### Exercise material
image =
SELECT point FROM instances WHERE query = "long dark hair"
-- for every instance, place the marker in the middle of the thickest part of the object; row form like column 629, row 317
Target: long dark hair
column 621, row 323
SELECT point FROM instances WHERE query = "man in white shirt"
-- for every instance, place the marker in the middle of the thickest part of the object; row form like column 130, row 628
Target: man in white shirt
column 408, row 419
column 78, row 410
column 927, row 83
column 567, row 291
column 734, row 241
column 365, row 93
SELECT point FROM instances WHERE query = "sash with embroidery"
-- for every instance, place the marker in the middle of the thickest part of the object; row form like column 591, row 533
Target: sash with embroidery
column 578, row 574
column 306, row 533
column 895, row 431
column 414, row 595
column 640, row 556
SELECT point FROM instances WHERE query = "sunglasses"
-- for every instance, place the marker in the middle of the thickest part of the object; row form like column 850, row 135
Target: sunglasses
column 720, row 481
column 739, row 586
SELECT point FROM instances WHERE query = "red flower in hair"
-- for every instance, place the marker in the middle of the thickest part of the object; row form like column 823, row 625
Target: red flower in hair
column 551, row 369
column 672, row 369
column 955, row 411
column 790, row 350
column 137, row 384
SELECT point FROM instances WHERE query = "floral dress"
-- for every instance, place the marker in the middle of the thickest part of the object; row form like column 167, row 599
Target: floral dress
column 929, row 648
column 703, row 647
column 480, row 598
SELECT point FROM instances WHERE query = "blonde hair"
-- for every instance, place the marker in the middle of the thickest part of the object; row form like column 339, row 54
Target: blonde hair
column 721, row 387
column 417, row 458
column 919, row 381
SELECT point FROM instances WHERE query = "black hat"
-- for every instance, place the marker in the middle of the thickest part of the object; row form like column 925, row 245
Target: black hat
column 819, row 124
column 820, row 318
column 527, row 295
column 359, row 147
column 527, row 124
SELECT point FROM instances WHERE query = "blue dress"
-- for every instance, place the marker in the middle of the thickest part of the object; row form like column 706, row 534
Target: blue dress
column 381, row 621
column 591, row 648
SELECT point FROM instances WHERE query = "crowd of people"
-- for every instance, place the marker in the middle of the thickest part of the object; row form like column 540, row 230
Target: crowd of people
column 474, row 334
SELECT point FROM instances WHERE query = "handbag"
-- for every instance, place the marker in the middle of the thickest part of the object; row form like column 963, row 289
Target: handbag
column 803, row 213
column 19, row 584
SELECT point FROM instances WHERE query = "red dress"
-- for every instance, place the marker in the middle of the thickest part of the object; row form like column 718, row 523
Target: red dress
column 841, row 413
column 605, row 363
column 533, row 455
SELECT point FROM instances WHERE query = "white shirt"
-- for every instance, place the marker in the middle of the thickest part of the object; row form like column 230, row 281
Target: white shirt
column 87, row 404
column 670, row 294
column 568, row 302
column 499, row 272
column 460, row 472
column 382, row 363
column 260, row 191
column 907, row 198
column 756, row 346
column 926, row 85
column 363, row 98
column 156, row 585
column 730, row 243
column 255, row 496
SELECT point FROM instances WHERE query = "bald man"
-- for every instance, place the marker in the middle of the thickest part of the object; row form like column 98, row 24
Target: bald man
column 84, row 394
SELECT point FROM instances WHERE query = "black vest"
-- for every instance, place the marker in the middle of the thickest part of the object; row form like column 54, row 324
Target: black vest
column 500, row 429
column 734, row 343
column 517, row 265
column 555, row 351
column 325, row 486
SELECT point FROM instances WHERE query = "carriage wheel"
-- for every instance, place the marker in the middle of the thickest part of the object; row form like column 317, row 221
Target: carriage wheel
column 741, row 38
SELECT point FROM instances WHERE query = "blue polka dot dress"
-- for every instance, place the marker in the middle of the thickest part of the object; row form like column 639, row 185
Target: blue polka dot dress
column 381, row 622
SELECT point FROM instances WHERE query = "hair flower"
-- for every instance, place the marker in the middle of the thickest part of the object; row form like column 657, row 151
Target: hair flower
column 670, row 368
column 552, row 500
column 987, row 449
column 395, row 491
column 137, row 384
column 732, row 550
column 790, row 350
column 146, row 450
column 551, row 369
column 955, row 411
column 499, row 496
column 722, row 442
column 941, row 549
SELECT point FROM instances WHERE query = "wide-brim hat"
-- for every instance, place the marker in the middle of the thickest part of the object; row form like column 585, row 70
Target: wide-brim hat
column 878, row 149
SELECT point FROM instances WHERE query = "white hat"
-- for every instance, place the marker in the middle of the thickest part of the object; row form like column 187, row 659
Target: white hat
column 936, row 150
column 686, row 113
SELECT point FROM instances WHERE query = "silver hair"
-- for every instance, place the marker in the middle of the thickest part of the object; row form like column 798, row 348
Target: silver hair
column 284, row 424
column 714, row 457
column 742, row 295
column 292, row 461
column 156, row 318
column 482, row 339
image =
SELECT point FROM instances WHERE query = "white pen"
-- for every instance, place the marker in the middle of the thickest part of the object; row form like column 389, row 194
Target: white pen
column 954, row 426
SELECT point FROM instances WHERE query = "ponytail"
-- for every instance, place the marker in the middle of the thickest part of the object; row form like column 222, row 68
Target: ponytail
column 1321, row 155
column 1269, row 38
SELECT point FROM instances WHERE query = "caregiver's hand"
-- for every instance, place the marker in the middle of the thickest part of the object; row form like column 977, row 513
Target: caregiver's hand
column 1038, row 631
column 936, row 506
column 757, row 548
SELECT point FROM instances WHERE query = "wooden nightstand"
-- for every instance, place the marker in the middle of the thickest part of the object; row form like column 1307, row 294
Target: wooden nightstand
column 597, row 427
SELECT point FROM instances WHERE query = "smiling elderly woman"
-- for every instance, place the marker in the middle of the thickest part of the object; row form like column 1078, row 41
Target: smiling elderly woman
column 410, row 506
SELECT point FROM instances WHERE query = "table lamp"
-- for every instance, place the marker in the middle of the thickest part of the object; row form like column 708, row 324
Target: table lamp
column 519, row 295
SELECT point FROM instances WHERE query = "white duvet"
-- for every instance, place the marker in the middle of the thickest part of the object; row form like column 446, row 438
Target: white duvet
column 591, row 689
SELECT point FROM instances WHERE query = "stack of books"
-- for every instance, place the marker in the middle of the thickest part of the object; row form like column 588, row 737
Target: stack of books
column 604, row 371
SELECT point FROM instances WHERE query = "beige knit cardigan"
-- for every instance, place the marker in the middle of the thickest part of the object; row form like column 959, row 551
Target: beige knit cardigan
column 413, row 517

### Task requirements
Retype the whole listing above exactly.

### The completed task
image =
SELECT point FROM instances WHERE query = "long dark hair"
-- for every instance, place the marker in the middle of the thickest part of the object; row form like column 629, row 317
Target: long dark hair
column 621, row 323
SELECT point FROM instances WHERE query = "man in white shirt"
-- for every instance, place the marker in the middle of the thickest part of the object; row form like column 130, row 628
Target: man in white shirt
column 408, row 419
column 78, row 410
column 927, row 83
column 567, row 291
column 734, row 241
column 365, row 93
SELECT point FROM instances WHERE query = "sash with embroidery"
-- for every instance, place the marker in the middle of the thickest part of the object; row form like column 591, row 533
Target: sash with embroidery
column 578, row 574
column 306, row 533
column 895, row 431
column 414, row 595
column 640, row 556
SELECT point FROM instances WHERE query = "sunglasses"
-- for every instance, place the marker in the middle of the thickest part of the object; row form like column 850, row 135
Target: sunglasses
column 720, row 481
column 739, row 586
SELECT point FROM instances WHERE query = "red flower in hair"
-- for every instance, place the marker in the middle of the thickest part of the object; row form like column 823, row 625
Target: red flower in hair
column 551, row 369
column 672, row 369
column 955, row 411
column 790, row 350
column 137, row 384
SELECT point FROM instances WHERE query = "floral dress"
-- for every instance, place the marker in the middle of the thickest part of the object; row form like column 167, row 599
Target: floral dress
column 929, row 648
column 703, row 647
column 480, row 598
SELECT point FROM instances WHERE query = "blonde hair"
-- for every instance, place the marker in the middle of the thickest part of the object; row form like column 339, row 54
Target: blonde hair
column 721, row 387
column 417, row 458
column 919, row 381
SELECT point FROM instances WHERE query = "black hat"
-- for every instance, place the marker in the middle of the thickest part of the object; row form like column 925, row 245
Target: black hat
column 819, row 124
column 820, row 318
column 527, row 295
column 359, row 147
column 527, row 124
SELECT point FROM instances WHERE query = "blue dress"
-- for every instance, place the marker in the middle of the thickest part of the object; row form like column 706, row 534
Target: blue dress
column 381, row 621
column 591, row 648
SELECT point FROM instances WHERE query = "crowd of people"
-- for every instance, place the marker in the middle of the thickest part of the object; row form like column 540, row 230
Target: crowd of people
column 474, row 334
SELECT point FROM instances WHERE query = "handbag"
-- for every instance, place the marker in the middle of the thickest part of the object; row form like column 963, row 289
Target: handbag
column 803, row 213
column 19, row 584
SELECT point FROM instances WHERE query = "red dress"
-- for every instance, place the marker in the middle of the thickest part of the object; row form like column 718, row 523
Target: red dress
column 841, row 413
column 605, row 363
column 533, row 455
SELECT point FROM instances WHERE query = "white shirt"
-- for every instance, place the marker in the middle of the thickest part of the object; row form like column 230, row 281
Target: white shirt
column 87, row 404
column 670, row 294
column 568, row 302
column 499, row 272
column 460, row 472
column 382, row 363
column 260, row 191
column 907, row 198
column 756, row 346
column 926, row 85
column 363, row 98
column 156, row 585
column 730, row 243
column 255, row 496
SELECT point FROM instances WHERE query = "bald man"
-- for every instance, place the marker in the middle of the thickest part of the object; row form like column 98, row 24
Target: bald man
column 84, row 394
SELECT point FROM instances WHERE query = "black vest"
-- for every instance, place the marker in the middle of the thickest part of the object; row form like column 54, row 324
Target: black vest
column 500, row 429
column 734, row 343
column 517, row 265
column 555, row 351
column 325, row 486
SELECT point FROM instances WHERE query = "carriage wheel"
-- for every instance, place the marker in the middle of the thickest part of the object; row form like column 317, row 221
Target: carriage wheel
column 741, row 38
SELECT point FROM instances WHERE query = "blue polka dot dress"
-- for every instance, place the marker in the middle of the thickest part of the object; row form like column 639, row 185
Target: blue polka dot dress
column 381, row 622
SELECT point FROM instances WHERE query = "hair flower"
-- for every instance, place the marker in the middle of the thickest part of the object; row form like column 657, row 151
Target: hair flower
column 670, row 368
column 552, row 500
column 987, row 449
column 395, row 491
column 137, row 384
column 732, row 550
column 790, row 350
column 146, row 450
column 551, row 369
column 955, row 411
column 499, row 496
column 722, row 442
column 941, row 549
SELECT point FROM instances WHERE query = "wide-brim hat"
-- for every instance, place the marker in the middle of the thickest part of the object; row form like column 585, row 70
Target: wide-brim hat
column 878, row 149
SELECT point FROM instances WHERE query = "white hat"
-- for every instance, place the marker in the middle of the thickest part of the object; row form like column 187, row 659
Target: white hat
column 936, row 150
column 686, row 113
SELECT point FROM instances WHERE query = "silver hair"
-- for every instance, place the marker in the middle of the thickest part of the object; row form like column 798, row 348
Target: silver hair
column 284, row 424
column 714, row 457
column 742, row 295
column 292, row 461
column 156, row 318
column 482, row 339
image =
SELECT point FROM instances WHERE query = "white pen"
-- for every instance, place the marker in the middle of the thickest part of the object; row form like column 389, row 194
Target: white pen
column 954, row 426
SELECT point FROM instances WHERE query = "ponytail"
-- for every instance, place the marker in the middle of the thickest part of the object; row form like column 222, row 68
Target: ponytail
column 1321, row 155
column 1269, row 38
SELECT point FROM instances WHERE query = "caregiver's hand"
-- for every instance, place the marker in the middle of the thickest part of the object; row form like column 977, row 513
Target: caregiver's hand
column 1038, row 631
column 936, row 506
column 757, row 548
SELECT point FROM instances WHERE query = "wooden nightstand"
-- for every instance, place the marker in the middle of the thickest part of the object; row form like column 1307, row 294
Target: wooden nightstand
column 597, row 427
SELECT point FROM instances WHERE query = "smiling elderly woman"
-- for every instance, place the marker in the middle of the thickest part of the object; row form like column 1078, row 41
Target: smiling elderly woman
column 410, row 506
SELECT point FROM instances WHERE query = "table lamp"
-- for every instance, place the marker in the middle of the thickest part of the object; row form like column 708, row 324
Target: table lamp
column 519, row 295
SELECT point FROM instances WHERE query = "white duvet"
-- for every instance, place the marker in the middle of the thickest part of the object; row form like column 446, row 438
Target: white duvet
column 591, row 689
SELECT point FROM instances WHERE query = "stack of books"
-- for every instance, place the marker in the middle of the thickest part of the object; row form like column 588, row 737
Target: stack of books
column 604, row 371
SELECT point FROM instances WHERE query = "beige knit cardigan"
-- for every instance, place the marker in the middle of the thickest part of the object; row form like column 959, row 551
Target: beige knit cardigan
column 413, row 517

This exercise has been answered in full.